* _Work instructions_:
A - Quote the article on copy editors' blogs between "AJR  Drop Cap" and "in the blogosphere.", inclusive.
B - In the article on copy editors' blogs, roughly how many unique visitors per month does one of the most-read copy blogs draw?
C - Proceed with the article on copy editors' blogs, continuing it from the point at which it stops.
Start of Quoted passage
AJR  Drop Cap
From AJR,   June/July 2006

Style Wars in Cyberspace   

Copy editors take to the blogosphere.

By Coral Davenport
     


After years of grousing among themselves over matters of grammar and punctuation, copy editors are waging their style wars before a wider audience – in the blogosphere.

From Washington to Dallas – we hope that's not a false range – style mavens are holding forth on hyphens, word usage (or is it use?) and the true meaning of Groundhog Day.

Copy blogs aren't quite in the major league of Web logs; one of the most-read of the 20 or so copy blogs garners about 13,000 unique visitors per month. Still, the copy editors' online diatribes have extended beyond the rim to grammar geeks, writers and English teachers, who fill the comments sections with polite but passionate debate on dangling participles and prepositional endings.

The undisputed king of copy bloggers is Bill Walsh of the Washington Post, whose cantankerous posts on language, usage and style (theslot.blogspot.com) have won him a devoted following. "Spoiling sport as only a copy editor would, I am compelled to suggest that the idea of repeatedly reliving the same events is not inherent in Groundhog Day, but rather traceable directly to the Bill Murray movie of that name. (Correct me if I'm wrong.)," he wrote in a February post.
End of Quoted passage
Start of Data extracts
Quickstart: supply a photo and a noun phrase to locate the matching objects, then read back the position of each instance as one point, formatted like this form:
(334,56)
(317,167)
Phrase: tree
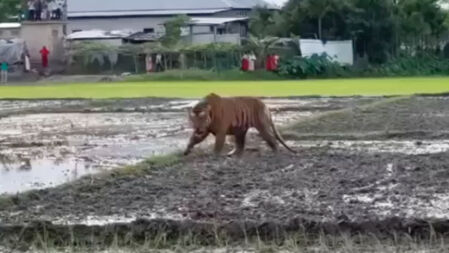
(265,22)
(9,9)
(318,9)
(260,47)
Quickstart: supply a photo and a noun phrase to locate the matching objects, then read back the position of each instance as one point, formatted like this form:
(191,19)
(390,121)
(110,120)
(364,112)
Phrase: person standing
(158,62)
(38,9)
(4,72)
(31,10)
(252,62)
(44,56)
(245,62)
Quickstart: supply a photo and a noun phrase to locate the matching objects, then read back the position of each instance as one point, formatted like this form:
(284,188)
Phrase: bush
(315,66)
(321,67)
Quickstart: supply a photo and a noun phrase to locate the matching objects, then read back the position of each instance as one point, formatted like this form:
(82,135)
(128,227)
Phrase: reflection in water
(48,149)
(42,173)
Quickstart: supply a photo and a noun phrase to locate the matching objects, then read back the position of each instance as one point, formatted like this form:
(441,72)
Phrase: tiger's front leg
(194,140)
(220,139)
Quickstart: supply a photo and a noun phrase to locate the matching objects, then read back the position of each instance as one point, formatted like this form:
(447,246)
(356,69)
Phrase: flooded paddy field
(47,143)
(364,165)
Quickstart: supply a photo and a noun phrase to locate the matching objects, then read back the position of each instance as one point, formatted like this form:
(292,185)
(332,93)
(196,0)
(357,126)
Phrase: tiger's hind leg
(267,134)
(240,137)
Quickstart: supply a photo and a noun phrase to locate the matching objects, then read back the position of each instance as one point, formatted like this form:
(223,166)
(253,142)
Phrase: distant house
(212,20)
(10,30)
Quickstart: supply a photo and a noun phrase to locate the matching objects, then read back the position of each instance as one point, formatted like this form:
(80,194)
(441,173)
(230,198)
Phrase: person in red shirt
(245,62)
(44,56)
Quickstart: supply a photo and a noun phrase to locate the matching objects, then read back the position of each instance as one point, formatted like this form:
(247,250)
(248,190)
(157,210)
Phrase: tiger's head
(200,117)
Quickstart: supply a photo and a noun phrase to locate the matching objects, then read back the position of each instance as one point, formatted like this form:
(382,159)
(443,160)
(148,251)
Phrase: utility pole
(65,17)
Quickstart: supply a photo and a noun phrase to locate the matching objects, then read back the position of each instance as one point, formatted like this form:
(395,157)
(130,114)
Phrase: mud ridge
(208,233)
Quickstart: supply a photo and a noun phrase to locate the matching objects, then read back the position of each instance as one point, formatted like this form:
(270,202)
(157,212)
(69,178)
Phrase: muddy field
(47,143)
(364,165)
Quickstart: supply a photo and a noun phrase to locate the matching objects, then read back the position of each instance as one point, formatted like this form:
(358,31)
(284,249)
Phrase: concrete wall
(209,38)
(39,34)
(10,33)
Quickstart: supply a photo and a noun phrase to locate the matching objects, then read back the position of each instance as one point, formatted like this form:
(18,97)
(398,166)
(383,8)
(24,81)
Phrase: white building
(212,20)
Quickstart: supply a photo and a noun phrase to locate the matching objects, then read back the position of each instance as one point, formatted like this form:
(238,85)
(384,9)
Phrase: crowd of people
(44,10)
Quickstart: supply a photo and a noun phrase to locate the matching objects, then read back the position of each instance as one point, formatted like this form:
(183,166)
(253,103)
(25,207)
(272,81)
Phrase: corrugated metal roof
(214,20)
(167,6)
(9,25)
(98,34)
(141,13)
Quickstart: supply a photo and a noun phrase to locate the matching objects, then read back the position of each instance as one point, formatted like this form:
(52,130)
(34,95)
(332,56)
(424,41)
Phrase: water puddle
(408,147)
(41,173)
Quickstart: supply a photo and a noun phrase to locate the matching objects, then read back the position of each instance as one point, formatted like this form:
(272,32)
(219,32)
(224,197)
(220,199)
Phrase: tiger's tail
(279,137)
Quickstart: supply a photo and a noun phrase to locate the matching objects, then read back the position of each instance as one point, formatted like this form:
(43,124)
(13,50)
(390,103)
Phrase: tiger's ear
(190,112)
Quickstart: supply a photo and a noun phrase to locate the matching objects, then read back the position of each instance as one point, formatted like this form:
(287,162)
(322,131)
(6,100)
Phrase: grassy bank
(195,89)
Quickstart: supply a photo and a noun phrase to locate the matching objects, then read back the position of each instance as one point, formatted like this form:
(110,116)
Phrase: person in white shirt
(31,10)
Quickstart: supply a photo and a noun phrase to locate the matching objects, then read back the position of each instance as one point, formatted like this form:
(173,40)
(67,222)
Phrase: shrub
End of Data extracts
* _Answers by task_:
A -
AJR  Drop Cap
From AJR,   June/July 2006

Style Wars in Cyberspace   

Copy editors take to the blogosphere.

By Coral Davenport
     


After years of grousing among themselves over matters of grammar and punctuation, copy editors are waging their style wars before a wider audience – in the blogosphere.

B - About 13,000 unique visitors per month.

C -
Walsh is especially known for his strong feelings on the hyphen, whose virtues he has extolled in many posts. "Most people don't understand hyphens, so they lash out against them," he says. "I'm a big advocate of the hyphen. If you write 'the orange juice salesman,' you have a salesman who's orange. The orange-juice salesman is more precise."

Like many of his fellow copy bloggers, Walsh says he turned to blogging to vent his frustration after years of toiling behind the scenes, dispensing his wisdom to newsrooms full of unappreciative reporters. "We get into this business because we like to tell people how to write," he says. "This is a way to do that with a larger audience – a chance to show writers how it's done."

As in any online community, copy bloggers reference and link to one another frequently. When John McIntyre, the Baltimore Sun's assistant managing editor for the copy desk, started a language and usage blog on the paper's Web site, he attracted a flurry of links with an early post on what may be one of the copy editor's most grievous peeves: the false range.

Many writers have no idea what a usage sin they commit when employing a false range, McIntyre says, giving the example, "from monogrammed diapers to Zsa Zsa Gabor."

"What is the continuum on which one can place the Dalai Lama and M. Scott Peck, Lou Gehrig's disease and Parkinson's disease, Black Sabbath and Franz Ferdinand? The construction the writers could have used more precisely is that these authors, diseases, performers, topics, whatever are as diverse as," he wrote.

Nicole Stockdale, a copy editor at the Dallas Morning News who has blogged since 2003, says she felt wonderfully validated by McIntyre's false-range post. She linked her blog to McIntyre's and followed up: "The ranges that work have a definite starting and stopping point – from A to Z, from 1 to 92, from Seattle to Miami."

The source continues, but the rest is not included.